### Passage given
◆ ◆ ◆ ◆ ◆ ◆ ◆

PPI OPEN PATENT LICENSE
WORK IN PROGRESS
DO NOT DISTRIBUTE
Copyright (C) 1999 Patents in the Public Interest, Inc.
1384 Lakeside Way NE #107, Atlanta, GA 30319-2068 USA
Everyone is permitted to copy and distribute verbatim copies of this license document, but changing it is not allowed.
***Modeled on GPL, needs extensive editing***
Software patents are generally considered to be destructive to progress; but to stay competitive, companies often find it necessary to make use of them nonetheless—for cross-licensing purposes if nothing else. But as more parties try to protect themselves by amassing software patents, more software patent licenses become necessary in order to create any product, whether this product is made by a commercial institution, an academic institution, an ad hoc collection of individuals, or a single individual.
The standard way around this problem with patents in general is the creation of patent pools in which the players have licenses to use the pooled patents under specified conditions. However, usually participation is severely limited.
This limited solution still doesn't solve the problem. All the players are still trapped in a Prisoner's Dilemma, in which they may perceive an advantage in defecting to a suboptimal strategy.
For information on game theory and the Prisoner's Dilemma, see ***Add reference***.

◆ ◆ ◆ ◆ ◆ ◆ ◆

### Given problem A
From the patent license text, copy the stretch from "The standard way" through "see ***Add reference***." word for word.
### Given problem B
Extend the patent license text, picking up right after its final sentence.

### Data lines
◆ ◆ ◆ ◆ ◆ ◆ ◆

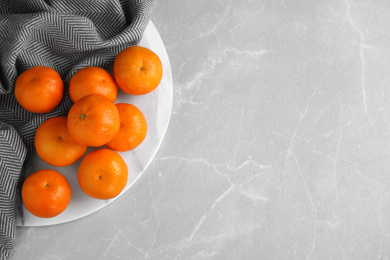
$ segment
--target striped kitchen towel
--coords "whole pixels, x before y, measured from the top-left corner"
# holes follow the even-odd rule
[[[16,186],[34,134],[46,119],[66,116],[72,101],[68,84],[86,66],[112,69],[115,56],[137,44],[154,0],[0,1],[0,259],[15,245]],[[43,65],[60,73],[64,99],[46,114],[23,109],[14,83],[28,68]]]

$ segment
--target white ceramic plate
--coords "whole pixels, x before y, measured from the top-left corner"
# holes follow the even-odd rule
[[[164,44],[152,22],[148,24],[138,45],[148,47],[157,53],[163,64],[163,78],[160,85],[149,94],[142,96],[130,96],[123,92],[118,94],[116,103],[126,102],[137,106],[143,112],[148,122],[148,132],[145,140],[134,150],[120,153],[128,165],[129,179],[119,196],[137,181],[153,160],[164,138],[172,110],[173,87],[171,67]],[[87,153],[91,150],[92,148],[88,148]],[[26,174],[31,174],[39,169],[54,169],[62,173],[72,188],[72,199],[67,209],[54,218],[35,217],[23,207],[23,216],[17,212],[17,226],[47,226],[72,221],[96,212],[119,197],[117,196],[111,200],[97,200],[85,195],[77,182],[77,169],[80,161],[68,167],[50,166],[37,155],[26,161]]]

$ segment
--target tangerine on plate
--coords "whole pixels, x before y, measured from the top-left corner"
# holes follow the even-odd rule
[[[50,165],[68,166],[79,160],[87,150],[70,135],[66,117],[53,117],[43,122],[35,133],[35,150]]]
[[[162,76],[160,58],[146,47],[131,46],[115,57],[114,78],[119,88],[127,94],[152,92],[160,84]]]
[[[72,196],[66,178],[55,170],[39,170],[26,178],[22,185],[22,200],[31,214],[52,218],[62,213]]]
[[[136,148],[146,137],[148,125],[144,114],[136,106],[127,103],[116,104],[119,112],[119,132],[106,145],[124,152]]]
[[[112,199],[119,195],[127,183],[128,168],[123,158],[110,149],[88,153],[78,169],[81,189],[95,199]]]
[[[99,94],[77,101],[68,113],[68,130],[76,142],[101,146],[119,131],[119,113],[115,104]]]
[[[70,79],[69,94],[74,103],[90,94],[100,94],[114,102],[118,95],[118,87],[114,78],[105,69],[85,67]]]
[[[36,66],[16,79],[15,97],[22,107],[33,113],[47,113],[61,102],[64,83],[52,68]]]

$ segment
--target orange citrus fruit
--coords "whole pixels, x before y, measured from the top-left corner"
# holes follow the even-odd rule
[[[160,84],[163,67],[152,50],[131,46],[121,51],[114,60],[114,78],[119,88],[127,94],[143,95]]]
[[[15,97],[22,107],[33,113],[47,113],[61,102],[64,83],[52,68],[36,66],[16,79]]]
[[[111,74],[103,68],[85,67],[77,71],[69,82],[69,94],[73,102],[91,95],[100,94],[114,102],[118,87]]]
[[[119,113],[115,104],[99,94],[77,101],[68,113],[68,130],[76,142],[101,146],[119,131]]]
[[[116,104],[119,112],[119,132],[106,145],[123,152],[136,148],[146,137],[148,125],[144,114],[132,104]]]
[[[53,117],[43,122],[35,133],[35,150],[50,165],[68,166],[79,160],[87,150],[70,135],[66,117]]]
[[[66,178],[54,170],[39,170],[23,182],[23,204],[31,214],[51,218],[62,213],[72,196]]]
[[[112,199],[119,195],[127,183],[128,168],[123,158],[110,149],[88,153],[78,169],[81,189],[95,199]]]

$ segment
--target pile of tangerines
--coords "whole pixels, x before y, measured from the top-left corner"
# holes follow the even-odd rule
[[[117,55],[113,76],[99,67],[77,71],[69,82],[74,105],[67,117],[52,117],[36,131],[38,156],[50,165],[64,167],[80,160],[88,147],[98,147],[82,159],[78,183],[85,194],[95,199],[119,195],[126,186],[128,168],[117,151],[129,151],[142,143],[147,122],[136,106],[115,104],[118,87],[130,95],[144,95],[157,88],[162,73],[158,55],[141,46],[129,47]],[[24,71],[15,82],[16,99],[33,113],[53,110],[63,93],[61,76],[45,66]],[[60,172],[38,170],[23,182],[22,200],[33,215],[50,218],[67,208],[71,188]]]

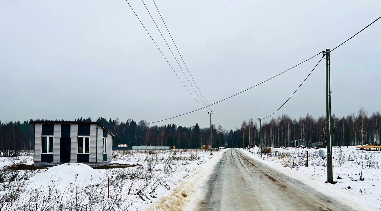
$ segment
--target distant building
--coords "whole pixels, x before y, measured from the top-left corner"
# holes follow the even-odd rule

◆ ◆ ◆ ◆ ◆ ◆ ◆

### Reply A
The standard way around this problem with patents in general is the creation of patent pools in which the players have licenses to use the pooled patents under specified conditions. However, usually participation is severely limited.
This limited solution still doesn't solve the problem. All the players are still trapped in a Prisoner's Dilemma, in which they may perceive an advantage in defecting to a suboptimal strategy.
For information on game theory and the Prisoner's Dilemma, see ***Add reference***.

### Reply B
For instance, companies may find that they require patents to protect themselves from others. (Repeating here.) They can then use some of those patents to successfully enter cross-licensing agreements, seemingly solving the problem, but then if for whatever reason they perceive a temporary advantage in defecting from cooperation by not cross-licensing some of the patents, this triggers other parties' entrance into the same Prisoner's Dilemma, creating the need for more cross-licensing and the need for more patents to cross-license with. Everyone involved might well be better off cooperating to begin with, but everyone perceives advantages in individually defecting in certain cases. Unfortunately, the costs of all the hidden defections along the way are masked, as are the benefits that would have been accrued had there been cooperation by all the parties all along.
Thus, cooperation seems more expensive than it actually is, and defection seems cheaper than it actually is. In this way, over the long term cooperation is discouraged and defection is encouraged.
One of the design goals of the Open Patent License is to encourage cooperation. Another design goal is a vague notion that it would generally be a good thing if, when submitting patents to the Open Patent Pools created by this license, that you would be benefitting yourself as well as anyone as generous or more generous than yourself.
In this way the game theory payoff matrices can be biased towards cooperation.
The hope is to design a system that shows when it is in the interests of everyone (licensor, licensees, and end users) to cooperate, and in those cases make such cooperation as easy and cost-free as possible. As a whole, it is assumed that open cooperation in the furtherence of scientific progress will be to the benefit of practically everyone.
In the case where one party decides to defect, (not join the license, or join using more limited Options), the costs of defection are not hidden, nor are the benefits of cooperation, giving an honest portrayal of relevant costs and benefits, this licenses' admitted bias towards scientific progress notwithstanding.
In order for this license to be the most useful to the greatest number of people, there are also options that will likely to be found useful by organizations wishing to license or cross-license their software and non-software patents.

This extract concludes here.